Identify the line that contains "of the sunlit" in the material. Output it and every line after it, unchanged, through the end.

**Listed records**:
══════════════════════════════
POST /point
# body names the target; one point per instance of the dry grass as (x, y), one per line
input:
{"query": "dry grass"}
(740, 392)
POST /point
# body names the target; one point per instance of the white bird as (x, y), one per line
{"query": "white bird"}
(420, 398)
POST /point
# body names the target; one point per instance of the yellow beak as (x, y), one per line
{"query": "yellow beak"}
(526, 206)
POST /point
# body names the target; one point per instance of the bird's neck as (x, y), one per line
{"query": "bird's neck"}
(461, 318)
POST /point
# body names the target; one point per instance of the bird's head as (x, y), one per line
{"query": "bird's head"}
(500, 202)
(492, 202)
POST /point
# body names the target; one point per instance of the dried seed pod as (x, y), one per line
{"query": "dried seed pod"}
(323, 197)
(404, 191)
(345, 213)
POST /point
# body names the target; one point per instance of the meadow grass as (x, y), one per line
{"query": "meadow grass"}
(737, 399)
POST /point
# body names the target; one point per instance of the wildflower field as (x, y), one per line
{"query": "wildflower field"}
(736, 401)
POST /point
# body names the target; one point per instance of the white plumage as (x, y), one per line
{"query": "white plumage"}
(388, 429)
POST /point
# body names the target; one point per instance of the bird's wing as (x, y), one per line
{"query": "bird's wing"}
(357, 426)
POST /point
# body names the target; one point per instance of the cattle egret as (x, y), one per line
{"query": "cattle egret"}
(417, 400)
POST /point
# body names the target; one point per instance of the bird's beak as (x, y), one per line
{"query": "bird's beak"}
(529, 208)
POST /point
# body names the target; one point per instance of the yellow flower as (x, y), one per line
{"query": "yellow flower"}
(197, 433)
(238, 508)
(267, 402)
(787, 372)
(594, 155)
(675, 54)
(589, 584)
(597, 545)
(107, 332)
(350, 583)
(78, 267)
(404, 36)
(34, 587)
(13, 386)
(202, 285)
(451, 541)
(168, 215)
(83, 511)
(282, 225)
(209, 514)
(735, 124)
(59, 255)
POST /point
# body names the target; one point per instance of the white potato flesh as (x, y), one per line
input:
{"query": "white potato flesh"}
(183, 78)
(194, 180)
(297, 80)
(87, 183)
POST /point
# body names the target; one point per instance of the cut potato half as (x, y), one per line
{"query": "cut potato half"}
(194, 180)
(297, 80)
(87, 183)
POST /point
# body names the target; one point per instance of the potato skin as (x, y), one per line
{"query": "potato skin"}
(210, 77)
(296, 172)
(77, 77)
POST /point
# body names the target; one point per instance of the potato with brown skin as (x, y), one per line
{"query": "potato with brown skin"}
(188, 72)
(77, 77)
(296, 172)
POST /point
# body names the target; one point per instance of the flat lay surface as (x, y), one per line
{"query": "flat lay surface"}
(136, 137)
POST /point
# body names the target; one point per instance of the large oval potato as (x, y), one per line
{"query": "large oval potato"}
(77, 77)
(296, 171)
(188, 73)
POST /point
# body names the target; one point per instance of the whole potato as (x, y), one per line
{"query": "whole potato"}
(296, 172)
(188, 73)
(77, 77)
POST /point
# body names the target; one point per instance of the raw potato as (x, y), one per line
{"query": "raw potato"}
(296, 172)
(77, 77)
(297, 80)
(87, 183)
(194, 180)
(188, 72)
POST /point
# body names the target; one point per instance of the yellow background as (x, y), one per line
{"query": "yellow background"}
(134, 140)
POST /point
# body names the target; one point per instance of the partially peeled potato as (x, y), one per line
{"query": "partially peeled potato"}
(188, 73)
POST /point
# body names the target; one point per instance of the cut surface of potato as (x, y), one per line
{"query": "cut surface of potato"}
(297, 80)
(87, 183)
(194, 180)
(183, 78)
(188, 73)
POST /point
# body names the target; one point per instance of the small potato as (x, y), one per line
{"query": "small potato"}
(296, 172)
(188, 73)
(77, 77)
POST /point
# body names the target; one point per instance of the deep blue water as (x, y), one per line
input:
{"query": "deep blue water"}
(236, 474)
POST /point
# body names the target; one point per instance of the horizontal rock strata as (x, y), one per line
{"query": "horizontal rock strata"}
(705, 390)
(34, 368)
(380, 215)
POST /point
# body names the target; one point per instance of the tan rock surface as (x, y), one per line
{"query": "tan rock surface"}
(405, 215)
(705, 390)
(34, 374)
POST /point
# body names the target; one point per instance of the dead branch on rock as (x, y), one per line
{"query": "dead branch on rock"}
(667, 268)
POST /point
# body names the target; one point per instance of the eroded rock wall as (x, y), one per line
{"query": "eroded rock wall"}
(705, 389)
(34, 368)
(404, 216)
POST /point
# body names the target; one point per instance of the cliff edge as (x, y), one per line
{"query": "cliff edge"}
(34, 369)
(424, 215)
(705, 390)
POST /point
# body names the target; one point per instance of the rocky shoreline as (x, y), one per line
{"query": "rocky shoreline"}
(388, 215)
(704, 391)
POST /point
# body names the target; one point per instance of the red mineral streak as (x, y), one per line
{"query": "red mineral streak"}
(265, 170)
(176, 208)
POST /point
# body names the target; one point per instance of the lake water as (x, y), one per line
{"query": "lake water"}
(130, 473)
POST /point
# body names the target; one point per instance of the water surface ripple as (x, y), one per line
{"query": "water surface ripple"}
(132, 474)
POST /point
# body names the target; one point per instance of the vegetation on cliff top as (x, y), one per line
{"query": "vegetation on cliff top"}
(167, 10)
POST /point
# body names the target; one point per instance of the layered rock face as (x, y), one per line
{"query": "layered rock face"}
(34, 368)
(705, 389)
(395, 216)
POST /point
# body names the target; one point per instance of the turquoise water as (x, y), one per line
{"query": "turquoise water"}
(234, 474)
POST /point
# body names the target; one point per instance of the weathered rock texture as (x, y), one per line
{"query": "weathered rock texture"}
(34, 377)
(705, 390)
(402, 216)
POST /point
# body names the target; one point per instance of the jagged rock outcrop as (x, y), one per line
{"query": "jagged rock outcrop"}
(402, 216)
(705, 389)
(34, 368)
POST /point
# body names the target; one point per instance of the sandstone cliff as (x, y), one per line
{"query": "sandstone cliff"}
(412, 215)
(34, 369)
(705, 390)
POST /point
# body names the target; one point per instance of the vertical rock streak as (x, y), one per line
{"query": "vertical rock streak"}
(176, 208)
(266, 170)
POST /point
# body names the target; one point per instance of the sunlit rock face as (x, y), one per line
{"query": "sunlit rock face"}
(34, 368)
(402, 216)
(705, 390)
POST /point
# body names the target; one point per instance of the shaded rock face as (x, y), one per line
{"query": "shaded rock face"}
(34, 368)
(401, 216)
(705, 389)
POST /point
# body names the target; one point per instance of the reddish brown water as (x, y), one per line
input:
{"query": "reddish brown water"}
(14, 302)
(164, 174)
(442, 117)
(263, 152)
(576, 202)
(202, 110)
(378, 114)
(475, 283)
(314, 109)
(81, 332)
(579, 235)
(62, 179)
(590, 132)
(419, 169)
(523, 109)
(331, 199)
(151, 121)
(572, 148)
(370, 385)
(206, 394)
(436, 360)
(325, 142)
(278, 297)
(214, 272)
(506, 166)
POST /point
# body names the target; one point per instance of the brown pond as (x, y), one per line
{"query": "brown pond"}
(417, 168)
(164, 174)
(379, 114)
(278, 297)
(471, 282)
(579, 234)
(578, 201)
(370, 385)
══════════════════════════════
**Solution to the problem**:
# body names the target; one point per instance of the sunlit rock face as (x, y), one per line
{"query": "sunlit rock face"}
(34, 368)
(402, 216)
(705, 390)
POST /point
# body names the target; one point per instance of the shaded rock face as (x, y), one per line
{"query": "shaded rock face"}
(34, 368)
(401, 216)
(705, 389)
POST /point
# body names the target; one point per instance of the reddish brown water as (x, y), one per line
input:
{"query": "reddish brown water"}
(14, 302)
(164, 174)
(442, 117)
(263, 152)
(576, 202)
(202, 110)
(378, 114)
(475, 283)
(314, 109)
(81, 332)
(579, 235)
(62, 179)
(590, 132)
(419, 169)
(523, 109)
(331, 199)
(151, 121)
(572, 148)
(370, 385)
(206, 394)
(436, 360)
(325, 142)
(278, 297)
(214, 272)
(506, 166)
POST /point
# body names the target; one point per instance of the brown pond as (x, y), one per line
{"query": "brown pond"}
(417, 168)
(164, 174)
(379, 114)
(278, 297)
(471, 282)
(579, 234)
(578, 201)
(370, 385)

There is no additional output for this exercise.